--- Task instructions ---
1: Answer these questions about the Forza Motorsport 7 review:
(a) Which feature does the review say has yet to be implemented?
(b) Which series does it call the one Forza Motorsport was a natural progression beyond?
(c) With the launch of what did Microsoft revolutionize the gaming industry?
2: Print everything in the Forza Motorsport 7 review from "It’s supposed to" down to "a racing game.".

--- Given passage ---
- - - - -

It’s supposed to be a car culture simulator; a game in which designing liveries, bidding on vehicles in the auction house – which still has yet to be implemented – and taking photographs is equally integral to the core experience as the racing itself. Morphing into this all-encompassing automotive monstrosity over the past decade and some change, there’s been a bit of talk among series veterans that Forza Motorsport as a franchise always seems to wander further and further from the motorsport side of things with each passing rendition. Those who have been around for the long haul may recall the series once began as a simulation-oriented online racer – a natural progression beyond Project Gotham – but the surge of popularity and development of distinct communities encouraged Turn 10 accommodate the needs of those whom unironically believed racing was secondary in a racing game.
Unfortunately, these accommodations seemingly came at the expense of the overall online racing experience. It is for this reason that Forza Motorsport 7 both succeeds and fails simultaneously as a competitive racing platform, despite offering more cars, tracks, and private lobby options than one could ever possibly make use of within the game’s natural lifespan. Microsoft revolutionized the gaming industry with the launch of Xbox Live, introducing the average gamer to the idea of competing against others online as a normal part of your Saturday evening, yet Forza 7’s approach to online racing in some instances has gone backwards.

- - - - -

--- Listing ---
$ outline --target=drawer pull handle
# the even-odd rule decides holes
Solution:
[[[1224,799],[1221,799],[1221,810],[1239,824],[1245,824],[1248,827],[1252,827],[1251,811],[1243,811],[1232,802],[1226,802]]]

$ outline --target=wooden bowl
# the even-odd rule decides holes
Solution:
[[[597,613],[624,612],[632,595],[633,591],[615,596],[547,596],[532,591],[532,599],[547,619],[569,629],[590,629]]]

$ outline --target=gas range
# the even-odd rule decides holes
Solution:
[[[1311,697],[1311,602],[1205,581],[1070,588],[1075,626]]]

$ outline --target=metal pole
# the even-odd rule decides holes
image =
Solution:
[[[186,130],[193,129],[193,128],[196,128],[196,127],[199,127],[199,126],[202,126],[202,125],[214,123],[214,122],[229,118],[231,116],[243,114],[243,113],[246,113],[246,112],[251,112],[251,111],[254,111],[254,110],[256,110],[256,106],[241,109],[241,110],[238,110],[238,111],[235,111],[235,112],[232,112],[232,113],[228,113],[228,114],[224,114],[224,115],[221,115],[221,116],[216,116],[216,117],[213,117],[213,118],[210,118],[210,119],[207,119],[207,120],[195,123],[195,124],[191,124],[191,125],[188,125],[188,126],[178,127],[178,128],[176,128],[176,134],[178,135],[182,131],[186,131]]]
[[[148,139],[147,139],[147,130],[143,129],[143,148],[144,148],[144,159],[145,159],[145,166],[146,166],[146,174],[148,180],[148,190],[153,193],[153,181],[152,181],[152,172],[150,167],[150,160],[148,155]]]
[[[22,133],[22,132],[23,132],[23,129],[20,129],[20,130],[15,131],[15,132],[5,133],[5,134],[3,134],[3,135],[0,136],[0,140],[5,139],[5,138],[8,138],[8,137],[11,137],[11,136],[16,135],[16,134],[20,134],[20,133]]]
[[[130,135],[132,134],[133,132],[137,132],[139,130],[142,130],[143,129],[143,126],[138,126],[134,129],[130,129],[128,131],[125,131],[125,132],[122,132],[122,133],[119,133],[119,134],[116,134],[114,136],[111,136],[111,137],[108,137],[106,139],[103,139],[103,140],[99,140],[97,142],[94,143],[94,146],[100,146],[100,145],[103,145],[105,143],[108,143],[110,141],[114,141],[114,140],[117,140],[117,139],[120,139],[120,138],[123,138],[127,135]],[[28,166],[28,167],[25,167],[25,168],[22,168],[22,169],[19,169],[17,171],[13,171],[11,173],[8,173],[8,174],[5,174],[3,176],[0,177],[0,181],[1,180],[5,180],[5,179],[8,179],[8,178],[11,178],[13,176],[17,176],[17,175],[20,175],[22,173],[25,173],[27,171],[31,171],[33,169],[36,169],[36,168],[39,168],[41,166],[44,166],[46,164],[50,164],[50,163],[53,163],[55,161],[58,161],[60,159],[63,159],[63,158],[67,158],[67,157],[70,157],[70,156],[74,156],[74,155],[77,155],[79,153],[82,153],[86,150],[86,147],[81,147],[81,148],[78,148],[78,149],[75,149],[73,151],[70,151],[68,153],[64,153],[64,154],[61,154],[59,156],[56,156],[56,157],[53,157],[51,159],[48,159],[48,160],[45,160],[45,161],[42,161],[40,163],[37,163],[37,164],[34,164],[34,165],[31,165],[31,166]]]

- - - - -

--- Responses ---
1:
(a) The auction house.
(b) Project Gotham.
(c) Xbox Live.

2:
It’s supposed to be a car culture simulator; a game in which designing liveries, bidding on vehicles in the auction house – which still has yet to be implemented – and taking photographs is equally integral to the core experience as the racing itself. Morphing into this all-encompassing automotive monstrosity over the past decade and some change, there’s been a bit of talk among series veterans that Forza Motorsport as a franchise always seems to wander further and further from the motorsport side of things with each passing rendition. Those who have been around for the long haul may recall the series once began as a simulation-oriented online racer – a natural progression beyond Project Gotham – but the surge of popularity and development of distinct communities encouraged Turn 10 accommodate the needs of those whom unironically believed racing was secondary in a racing game.